### PAGE
########################################
TL;DR – This is a film that starts of in this weird tonally mismatched place and then as we delve deep it reveals the strength on which it is developing.
Score – 4 out of 5 stars
Post-Credit Scene – There is no post-credit scene
There are times when a surprise is really good and then there are times when you unknowingly walk into a situation that you never expected. Today we have a bit of the latter as we look at the Korean film Svaha. I had absolutely no idea what to expect, nor even what genre of film I was about to watch, I just thought it would be a good idea to catch up on some world cinema before I went to bed. Well, there are many things forthcoming in the world, but after this film, a good night’s sleep is not one of them. With that in mind, to put off going to sleep, even though it is 6 degrees in Brisbane tonight, and hold off the nightmares for an hour or two, I’m instead going to write this review.
So to set the scene, we open in a small farming town in 1999 where a woman has given birth to twin girls. However, one of them is a monster, and the doctor doesn’t think it will last the night. Soon both Geum-hwa’s (Lee Jae-in) parents are dead but her sister did not die, she lives on hidden by the family not even taught how to speak. In the present day, Pastor Park (Lee Jung-jae) is given a lecture at a local theological college. Park is an expert on new religious movements and cults in particular. He is looking to make sure that they don’t become a danger as they have been in other countries. However, it feels like he is more drawn to scandal to make a quick buck than by any real spiritual connection. One of the many groups he is monitoring is a small Buddhist-adjacent organisation who has a symbol of a deer on their buildings. But his convictions are tested when he starts digging deeper and the bodies start piling up.
of the many things I found really interesting about this film is its use of religious
themes and iconography. Park is part of a Christian organisation but he is
branching out into Buddhist groups to make more money. But there is this
interplay between the different scriptures and their influences which has a
direct impact on the story. As someone with a theology background, I found a
lot of the references to cults, cross-religious themes, and the effects of the
occult to be really interesting if a bit dense at times.
########################################
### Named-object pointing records
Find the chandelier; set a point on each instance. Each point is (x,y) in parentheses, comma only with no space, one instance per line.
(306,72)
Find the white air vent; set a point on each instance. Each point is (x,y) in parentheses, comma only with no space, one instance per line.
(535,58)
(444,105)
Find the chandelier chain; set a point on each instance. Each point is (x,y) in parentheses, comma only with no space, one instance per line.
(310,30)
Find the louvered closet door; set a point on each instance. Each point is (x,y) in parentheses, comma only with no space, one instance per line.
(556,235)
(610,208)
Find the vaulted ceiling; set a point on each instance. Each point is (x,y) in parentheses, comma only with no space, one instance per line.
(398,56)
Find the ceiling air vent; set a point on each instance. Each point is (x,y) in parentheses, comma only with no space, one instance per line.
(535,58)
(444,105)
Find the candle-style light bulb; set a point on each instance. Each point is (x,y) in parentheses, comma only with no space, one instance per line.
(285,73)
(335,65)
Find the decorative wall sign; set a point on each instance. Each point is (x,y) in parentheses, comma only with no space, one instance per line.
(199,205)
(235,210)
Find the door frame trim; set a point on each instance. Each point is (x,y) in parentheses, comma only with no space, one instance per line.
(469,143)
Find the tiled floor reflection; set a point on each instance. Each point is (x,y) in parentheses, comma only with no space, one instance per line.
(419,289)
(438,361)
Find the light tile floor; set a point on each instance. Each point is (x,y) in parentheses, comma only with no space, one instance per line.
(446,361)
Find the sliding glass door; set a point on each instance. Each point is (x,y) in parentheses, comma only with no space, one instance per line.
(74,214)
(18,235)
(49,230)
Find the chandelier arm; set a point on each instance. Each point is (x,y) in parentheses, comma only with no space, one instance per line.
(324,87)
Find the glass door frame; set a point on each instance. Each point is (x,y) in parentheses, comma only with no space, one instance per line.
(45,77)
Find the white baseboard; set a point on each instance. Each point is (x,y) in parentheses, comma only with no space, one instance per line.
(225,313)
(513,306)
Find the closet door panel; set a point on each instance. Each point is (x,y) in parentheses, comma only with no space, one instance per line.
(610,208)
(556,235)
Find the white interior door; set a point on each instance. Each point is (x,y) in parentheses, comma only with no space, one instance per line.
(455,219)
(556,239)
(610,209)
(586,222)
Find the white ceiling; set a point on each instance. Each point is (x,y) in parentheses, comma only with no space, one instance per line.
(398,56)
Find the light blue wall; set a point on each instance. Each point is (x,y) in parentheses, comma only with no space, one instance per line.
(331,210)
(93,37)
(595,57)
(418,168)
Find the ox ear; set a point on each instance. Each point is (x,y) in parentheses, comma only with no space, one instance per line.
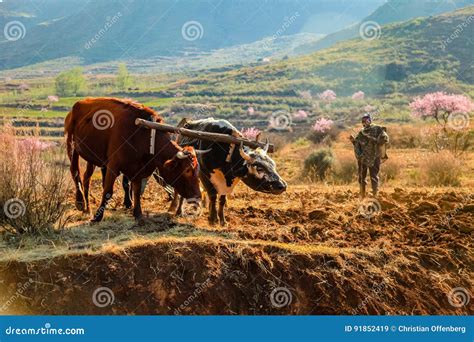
(171,163)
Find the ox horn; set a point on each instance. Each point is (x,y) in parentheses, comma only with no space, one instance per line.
(267,145)
(181,155)
(243,154)
(198,152)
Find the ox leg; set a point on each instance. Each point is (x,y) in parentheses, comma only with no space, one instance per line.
(77,181)
(103,170)
(109,180)
(127,200)
(137,207)
(174,203)
(212,209)
(179,211)
(87,182)
(222,201)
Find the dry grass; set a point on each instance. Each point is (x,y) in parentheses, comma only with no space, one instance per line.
(441,169)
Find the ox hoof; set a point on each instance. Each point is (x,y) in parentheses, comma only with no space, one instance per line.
(140,221)
(80,206)
(212,221)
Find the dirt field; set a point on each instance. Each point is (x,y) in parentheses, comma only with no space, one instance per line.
(308,251)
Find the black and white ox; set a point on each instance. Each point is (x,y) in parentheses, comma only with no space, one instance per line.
(227,164)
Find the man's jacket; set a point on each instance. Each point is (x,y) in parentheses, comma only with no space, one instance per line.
(370,144)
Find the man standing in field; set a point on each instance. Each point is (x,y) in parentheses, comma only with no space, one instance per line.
(369,148)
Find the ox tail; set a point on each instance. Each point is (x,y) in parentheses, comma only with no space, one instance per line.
(69,135)
(74,159)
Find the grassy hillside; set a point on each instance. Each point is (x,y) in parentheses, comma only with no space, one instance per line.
(144,28)
(391,12)
(406,58)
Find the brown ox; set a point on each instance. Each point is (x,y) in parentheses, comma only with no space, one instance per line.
(103,132)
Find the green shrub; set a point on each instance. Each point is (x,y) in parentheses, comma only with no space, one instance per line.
(441,169)
(324,137)
(70,83)
(318,163)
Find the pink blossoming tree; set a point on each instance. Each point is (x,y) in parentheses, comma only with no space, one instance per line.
(358,95)
(323,125)
(300,115)
(327,95)
(451,113)
(251,133)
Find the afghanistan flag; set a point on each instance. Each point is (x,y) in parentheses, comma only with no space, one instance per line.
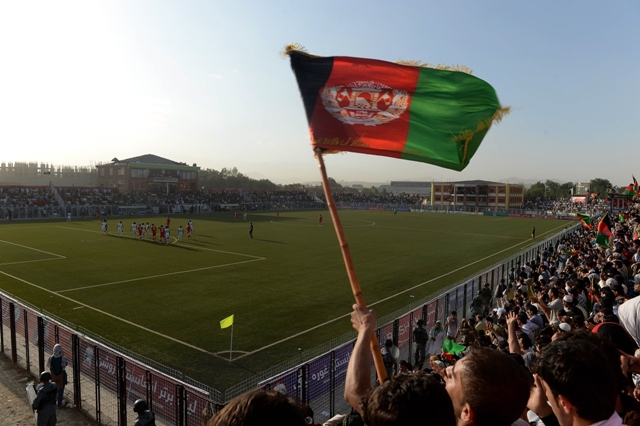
########################################
### BRIEF A
According to the Svaha review, what is Pastor Park an expert on?
### BRIEF B
Pick up the Svaha review after its final sentence and keep writing it.

### EXERCISE ANSWER A
New religious movements, and cults in particular.

### EXERCISE ANSWER B
As I mentioned I didn’t really know what to expect with this film going in, but the moment a child’s hand is found cased in cement you have a pretty good idea as to what they are going to be dealing with. This is a film that does not hold back on the creepy factor, with some imagery that I think will be difficult to shake from my head anytime soon, especially some of the scenes involving hanging early in the film. But of course, as is often the case the most terrifying thing in this film is people and you see just what people are willing to do to each other and the impacts that has on their own wellbeing.
area in the film that did have me perplexed for a while is the desperate swings
in tone. While I have tried to see more of Korean Cinema over the last couple
of years, I am by no means an expert on the style used in the films. So I expected
that this wild shifts in tone were a cultural language that I was just missing.
Part of this was true I think, but as the film went on it was clear that it was
using the tone swings as a way of showing character progression, especially for
Park. It is here where the film excelled for me because Park started off as a
bit of a charlatan, someone chasing money and fame, but as we go on we see that
he is not this one-dimensional caricature. Indeed he has a lot of depth based
on his own experiences with religion and his spiritual walk.
From a production point of view, I did like that the film came out swinging with it very particular style right from the first scene. One of the big impacts on the mood of the film is the music that is at times right in your face ensuing subtlety for boldness. There are a lot of drums used to create this pulsating feeling at times, like a heart beating. A lot of the film happens to occur at night, and they use careful lighting to make the things you need to see pop out and those that should be hidden stay just out of view. All of this really helps the story once it gets going and you start to see how all the moving pieces fit together.
In the end, do we recommend Svaha: The Sixth Finger? Well firstly, we do not recommend watching it just before you are about to go to bed. However, in general, I think this is a film that will be very subjective. There were times when I didn’t think I would like it, and times that I would have liked to dive my head on the covers of my bead. If you don’t like horror at all then this is not the film for you. But if you are a fan of Korean Cinema, or films that deal with the occult, or indeed horror in general then I think this is one to check out.
By Brian MacNamara: You can follow Brian on Twitter Here, when he’s not chatting about Movies and TV, he’ll be talking about International Relations, or the Solar System.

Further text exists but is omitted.